I assumed that he had already figured out a way to do this.
And as of now I’ve taken the approach suggested by you, I’ve created an Editor Build script and have created two AndroidManifest.xml files(one for daydream and one for GearVR),they are in all aspects similar, just that the ‘activity’ section is modified depending on the platform.These are placed in my own folder (not of type Plugins) and will get swapped and put into the Asets/Plugins/Android folder before the build process.
[if anyone’s wanting to do this, have a look at OVR/Editor/OVRManifestPreprocessor.cs to give you solid start
(comes with the Oculus Plugin)]
To get the starting point for the AndroidManifest.xml (To get the initial basic manifest, just delete the Assets/Plugins/Android/AndroidManifest.xml if present, and let it build for Daydream, create a buiild, then without closeing unity head over to the project root /Temp/StagingArea/AndroidManifest.xml and copy it)
Only pain would be manually changing the Version Code and Number for each update(the change will have to be made in both the custom manifest scripts), wish there was a way to automate this too.
After the manifest files are swapped out I run the Build Player Pipeline as shown here.
Tip: Use this to avoid having to set the scenes in build manually
Obviously it would take some work but you could via editor script modify the manifest text for version code and number (didn’t do this but you could certainly read/change/update the file). As far as the scenes go you can via script add the scenes as well if you didn’t want it to be the active list.
Great info @greggtwep16@vivalavida , I will use methods as you mention, to force correct manifest, when I come to publish. (have bookmarked this thread).

Exercise — Which file does the thread recommend as a solid starting point for the manifest-swapping script? The listing that comes next has nothing to do with the thread.

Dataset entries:
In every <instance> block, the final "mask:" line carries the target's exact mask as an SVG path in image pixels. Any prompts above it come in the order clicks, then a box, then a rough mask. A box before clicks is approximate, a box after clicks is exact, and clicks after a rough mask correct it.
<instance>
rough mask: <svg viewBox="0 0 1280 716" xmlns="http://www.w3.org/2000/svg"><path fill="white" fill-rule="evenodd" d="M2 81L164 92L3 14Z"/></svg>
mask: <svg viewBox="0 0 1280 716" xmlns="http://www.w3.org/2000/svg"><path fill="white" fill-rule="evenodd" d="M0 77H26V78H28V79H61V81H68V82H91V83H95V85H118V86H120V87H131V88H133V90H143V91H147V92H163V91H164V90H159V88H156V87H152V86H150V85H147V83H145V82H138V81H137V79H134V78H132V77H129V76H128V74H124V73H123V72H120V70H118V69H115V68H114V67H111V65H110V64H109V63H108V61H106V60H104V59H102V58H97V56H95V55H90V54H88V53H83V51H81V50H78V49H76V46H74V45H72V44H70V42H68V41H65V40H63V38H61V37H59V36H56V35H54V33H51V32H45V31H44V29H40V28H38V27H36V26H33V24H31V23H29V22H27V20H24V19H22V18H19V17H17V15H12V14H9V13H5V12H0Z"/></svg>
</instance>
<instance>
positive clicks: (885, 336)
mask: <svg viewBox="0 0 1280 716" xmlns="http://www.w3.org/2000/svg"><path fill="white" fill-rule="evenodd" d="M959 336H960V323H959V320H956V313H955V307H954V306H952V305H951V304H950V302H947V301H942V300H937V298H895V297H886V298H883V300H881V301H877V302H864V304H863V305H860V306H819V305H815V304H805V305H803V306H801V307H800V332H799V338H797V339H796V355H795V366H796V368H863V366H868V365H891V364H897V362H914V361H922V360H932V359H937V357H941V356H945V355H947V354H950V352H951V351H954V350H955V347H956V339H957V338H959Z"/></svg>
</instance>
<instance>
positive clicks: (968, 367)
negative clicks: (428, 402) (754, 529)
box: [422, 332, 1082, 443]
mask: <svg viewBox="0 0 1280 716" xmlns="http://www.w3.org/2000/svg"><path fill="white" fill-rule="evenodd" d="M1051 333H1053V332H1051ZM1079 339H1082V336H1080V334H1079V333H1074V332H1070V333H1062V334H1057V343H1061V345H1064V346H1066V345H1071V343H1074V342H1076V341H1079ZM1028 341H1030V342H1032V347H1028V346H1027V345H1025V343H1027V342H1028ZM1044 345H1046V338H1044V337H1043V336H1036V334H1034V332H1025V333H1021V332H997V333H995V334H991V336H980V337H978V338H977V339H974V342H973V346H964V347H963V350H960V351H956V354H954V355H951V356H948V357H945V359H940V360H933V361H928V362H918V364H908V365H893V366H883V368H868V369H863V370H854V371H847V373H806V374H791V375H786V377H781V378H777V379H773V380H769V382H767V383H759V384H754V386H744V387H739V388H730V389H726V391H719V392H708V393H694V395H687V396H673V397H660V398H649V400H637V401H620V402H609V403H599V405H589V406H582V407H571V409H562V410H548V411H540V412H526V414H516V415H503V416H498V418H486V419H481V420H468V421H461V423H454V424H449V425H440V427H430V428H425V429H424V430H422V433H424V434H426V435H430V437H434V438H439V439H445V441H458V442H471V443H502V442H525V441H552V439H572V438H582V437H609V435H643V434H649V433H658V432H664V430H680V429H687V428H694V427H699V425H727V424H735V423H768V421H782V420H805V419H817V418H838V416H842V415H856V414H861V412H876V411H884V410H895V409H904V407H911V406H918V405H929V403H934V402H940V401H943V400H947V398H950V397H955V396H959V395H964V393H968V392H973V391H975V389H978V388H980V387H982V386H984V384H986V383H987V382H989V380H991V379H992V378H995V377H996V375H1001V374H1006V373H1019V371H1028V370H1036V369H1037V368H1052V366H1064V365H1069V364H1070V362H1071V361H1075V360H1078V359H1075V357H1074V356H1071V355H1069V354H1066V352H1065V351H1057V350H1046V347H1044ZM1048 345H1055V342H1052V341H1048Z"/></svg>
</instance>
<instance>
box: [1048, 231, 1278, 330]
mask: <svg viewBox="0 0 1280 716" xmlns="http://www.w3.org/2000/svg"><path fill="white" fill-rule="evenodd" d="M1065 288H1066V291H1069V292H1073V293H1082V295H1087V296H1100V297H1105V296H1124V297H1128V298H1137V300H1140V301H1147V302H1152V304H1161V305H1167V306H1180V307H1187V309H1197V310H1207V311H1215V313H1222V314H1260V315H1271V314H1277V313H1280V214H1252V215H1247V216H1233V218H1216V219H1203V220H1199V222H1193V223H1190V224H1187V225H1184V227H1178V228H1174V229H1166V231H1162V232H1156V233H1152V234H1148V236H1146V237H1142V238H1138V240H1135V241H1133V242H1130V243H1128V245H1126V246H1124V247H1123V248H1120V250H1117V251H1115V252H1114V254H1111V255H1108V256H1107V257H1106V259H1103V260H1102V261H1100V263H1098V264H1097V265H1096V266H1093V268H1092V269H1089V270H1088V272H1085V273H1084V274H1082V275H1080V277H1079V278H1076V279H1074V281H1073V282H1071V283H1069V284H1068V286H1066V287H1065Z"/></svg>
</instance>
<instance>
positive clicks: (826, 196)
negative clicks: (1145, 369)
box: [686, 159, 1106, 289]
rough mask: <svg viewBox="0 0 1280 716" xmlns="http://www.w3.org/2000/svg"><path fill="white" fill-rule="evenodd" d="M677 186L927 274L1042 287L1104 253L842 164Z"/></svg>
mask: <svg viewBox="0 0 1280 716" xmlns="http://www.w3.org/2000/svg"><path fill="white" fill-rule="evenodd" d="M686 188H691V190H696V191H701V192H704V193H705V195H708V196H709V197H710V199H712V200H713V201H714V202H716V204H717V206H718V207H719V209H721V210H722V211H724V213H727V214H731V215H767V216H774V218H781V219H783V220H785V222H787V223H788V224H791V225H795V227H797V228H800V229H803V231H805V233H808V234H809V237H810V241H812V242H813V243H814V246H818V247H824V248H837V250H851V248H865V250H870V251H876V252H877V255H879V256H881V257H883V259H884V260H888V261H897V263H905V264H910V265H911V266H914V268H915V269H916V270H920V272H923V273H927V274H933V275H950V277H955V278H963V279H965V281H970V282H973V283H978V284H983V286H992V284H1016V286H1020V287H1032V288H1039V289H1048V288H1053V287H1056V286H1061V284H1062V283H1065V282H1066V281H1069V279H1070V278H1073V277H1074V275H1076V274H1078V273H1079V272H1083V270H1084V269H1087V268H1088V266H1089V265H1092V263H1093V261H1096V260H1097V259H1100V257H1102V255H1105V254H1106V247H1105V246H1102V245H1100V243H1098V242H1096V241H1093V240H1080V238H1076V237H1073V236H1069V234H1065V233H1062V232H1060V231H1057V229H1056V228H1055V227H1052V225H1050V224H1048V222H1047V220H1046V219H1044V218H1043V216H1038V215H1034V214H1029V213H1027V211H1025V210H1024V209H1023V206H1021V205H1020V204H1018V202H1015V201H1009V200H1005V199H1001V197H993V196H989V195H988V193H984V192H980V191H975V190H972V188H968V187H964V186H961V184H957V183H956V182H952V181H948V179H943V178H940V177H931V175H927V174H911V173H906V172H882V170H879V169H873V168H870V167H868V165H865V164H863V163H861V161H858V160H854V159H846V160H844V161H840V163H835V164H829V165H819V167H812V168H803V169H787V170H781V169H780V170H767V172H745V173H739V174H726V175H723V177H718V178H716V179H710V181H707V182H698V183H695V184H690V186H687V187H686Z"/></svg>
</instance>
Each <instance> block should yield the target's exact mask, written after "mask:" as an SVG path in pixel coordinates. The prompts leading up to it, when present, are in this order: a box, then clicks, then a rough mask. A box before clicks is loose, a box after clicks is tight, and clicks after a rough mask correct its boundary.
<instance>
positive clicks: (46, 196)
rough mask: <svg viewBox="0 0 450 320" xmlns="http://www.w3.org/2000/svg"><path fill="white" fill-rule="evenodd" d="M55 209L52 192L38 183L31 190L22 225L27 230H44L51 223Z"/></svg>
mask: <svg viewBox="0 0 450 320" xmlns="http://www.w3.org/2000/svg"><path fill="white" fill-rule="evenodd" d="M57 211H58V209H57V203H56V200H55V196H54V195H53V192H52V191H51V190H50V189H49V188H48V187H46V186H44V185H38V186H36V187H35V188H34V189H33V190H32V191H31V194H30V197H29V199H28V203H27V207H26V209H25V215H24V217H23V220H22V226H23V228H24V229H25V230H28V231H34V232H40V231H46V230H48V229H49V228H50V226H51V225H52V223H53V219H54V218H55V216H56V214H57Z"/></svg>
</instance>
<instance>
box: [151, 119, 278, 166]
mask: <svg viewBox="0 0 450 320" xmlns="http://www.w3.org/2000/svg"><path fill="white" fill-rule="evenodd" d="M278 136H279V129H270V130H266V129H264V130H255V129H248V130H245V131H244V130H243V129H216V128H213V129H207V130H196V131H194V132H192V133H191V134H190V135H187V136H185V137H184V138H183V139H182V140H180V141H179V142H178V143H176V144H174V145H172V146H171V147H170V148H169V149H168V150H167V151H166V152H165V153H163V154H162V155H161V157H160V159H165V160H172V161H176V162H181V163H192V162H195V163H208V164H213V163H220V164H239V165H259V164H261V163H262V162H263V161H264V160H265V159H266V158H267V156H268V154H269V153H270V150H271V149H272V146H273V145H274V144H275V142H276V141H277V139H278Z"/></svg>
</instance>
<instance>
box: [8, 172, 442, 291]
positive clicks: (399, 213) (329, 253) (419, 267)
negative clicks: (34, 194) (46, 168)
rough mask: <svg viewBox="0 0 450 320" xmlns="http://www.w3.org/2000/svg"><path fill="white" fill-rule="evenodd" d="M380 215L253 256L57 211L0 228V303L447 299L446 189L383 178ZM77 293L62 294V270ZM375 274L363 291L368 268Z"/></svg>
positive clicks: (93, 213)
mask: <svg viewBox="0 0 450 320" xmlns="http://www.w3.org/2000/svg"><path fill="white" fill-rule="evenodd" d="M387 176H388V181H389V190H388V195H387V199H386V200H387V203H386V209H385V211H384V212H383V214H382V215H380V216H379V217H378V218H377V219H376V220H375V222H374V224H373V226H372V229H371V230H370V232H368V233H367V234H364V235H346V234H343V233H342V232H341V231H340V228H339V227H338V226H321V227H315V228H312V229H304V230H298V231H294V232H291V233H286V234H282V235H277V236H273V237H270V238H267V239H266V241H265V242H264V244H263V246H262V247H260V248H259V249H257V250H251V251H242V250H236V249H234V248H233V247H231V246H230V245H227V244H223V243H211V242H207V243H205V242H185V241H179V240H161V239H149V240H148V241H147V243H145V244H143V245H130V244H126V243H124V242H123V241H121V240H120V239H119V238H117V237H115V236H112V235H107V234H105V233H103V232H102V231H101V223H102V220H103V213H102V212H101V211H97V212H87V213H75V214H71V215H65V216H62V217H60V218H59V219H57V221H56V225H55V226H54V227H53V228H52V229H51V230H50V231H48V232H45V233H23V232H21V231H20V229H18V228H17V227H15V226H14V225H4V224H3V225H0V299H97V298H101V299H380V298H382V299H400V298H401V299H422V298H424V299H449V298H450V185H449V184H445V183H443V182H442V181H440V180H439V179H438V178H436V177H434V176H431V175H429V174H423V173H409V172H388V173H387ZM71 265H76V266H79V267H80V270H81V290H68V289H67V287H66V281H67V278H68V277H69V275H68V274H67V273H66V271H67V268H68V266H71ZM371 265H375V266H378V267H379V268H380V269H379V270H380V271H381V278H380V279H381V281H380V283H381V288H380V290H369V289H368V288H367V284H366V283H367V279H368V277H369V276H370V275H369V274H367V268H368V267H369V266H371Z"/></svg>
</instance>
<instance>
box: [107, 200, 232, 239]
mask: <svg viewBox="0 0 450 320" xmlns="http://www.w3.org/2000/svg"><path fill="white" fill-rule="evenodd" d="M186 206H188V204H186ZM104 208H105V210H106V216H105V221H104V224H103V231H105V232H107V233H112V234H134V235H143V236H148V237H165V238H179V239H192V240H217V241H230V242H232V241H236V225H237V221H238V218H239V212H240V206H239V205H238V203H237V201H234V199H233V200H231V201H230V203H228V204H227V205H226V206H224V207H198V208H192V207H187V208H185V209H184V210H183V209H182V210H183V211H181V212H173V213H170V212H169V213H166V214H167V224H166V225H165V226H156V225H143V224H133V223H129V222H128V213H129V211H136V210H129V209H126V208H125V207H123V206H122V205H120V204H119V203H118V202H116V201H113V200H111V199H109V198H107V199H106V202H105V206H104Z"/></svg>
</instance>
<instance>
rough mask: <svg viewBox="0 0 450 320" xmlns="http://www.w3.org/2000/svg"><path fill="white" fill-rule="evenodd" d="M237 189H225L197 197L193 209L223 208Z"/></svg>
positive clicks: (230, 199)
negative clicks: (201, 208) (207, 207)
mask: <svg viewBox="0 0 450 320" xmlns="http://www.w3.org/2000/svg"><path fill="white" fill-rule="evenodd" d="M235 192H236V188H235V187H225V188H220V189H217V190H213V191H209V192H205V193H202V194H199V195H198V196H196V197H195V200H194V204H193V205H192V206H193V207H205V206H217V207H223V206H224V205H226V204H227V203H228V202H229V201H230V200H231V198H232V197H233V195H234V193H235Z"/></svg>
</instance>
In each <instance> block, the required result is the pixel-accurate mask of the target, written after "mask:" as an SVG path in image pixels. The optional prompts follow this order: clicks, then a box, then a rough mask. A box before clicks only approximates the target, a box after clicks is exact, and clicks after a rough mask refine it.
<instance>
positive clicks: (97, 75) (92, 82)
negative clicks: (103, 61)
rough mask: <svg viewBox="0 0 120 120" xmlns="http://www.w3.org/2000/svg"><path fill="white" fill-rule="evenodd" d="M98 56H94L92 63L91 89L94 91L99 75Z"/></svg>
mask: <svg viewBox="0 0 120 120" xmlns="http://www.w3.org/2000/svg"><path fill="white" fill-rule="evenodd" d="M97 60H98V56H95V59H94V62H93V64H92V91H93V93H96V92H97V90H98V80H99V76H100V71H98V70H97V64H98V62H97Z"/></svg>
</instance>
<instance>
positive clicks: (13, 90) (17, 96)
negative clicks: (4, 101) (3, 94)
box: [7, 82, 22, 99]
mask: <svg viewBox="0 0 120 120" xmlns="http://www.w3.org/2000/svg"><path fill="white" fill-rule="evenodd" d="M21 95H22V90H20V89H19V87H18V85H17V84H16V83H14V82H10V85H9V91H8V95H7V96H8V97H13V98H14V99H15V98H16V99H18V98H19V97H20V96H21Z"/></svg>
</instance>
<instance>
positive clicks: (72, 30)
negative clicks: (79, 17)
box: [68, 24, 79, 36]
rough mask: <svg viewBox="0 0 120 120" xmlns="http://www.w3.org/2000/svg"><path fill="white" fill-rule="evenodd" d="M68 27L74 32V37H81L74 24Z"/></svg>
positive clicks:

Exercise result — OVR/Editor/OVRManifestPreprocessor.cs, which comes with the Oculus Plugin.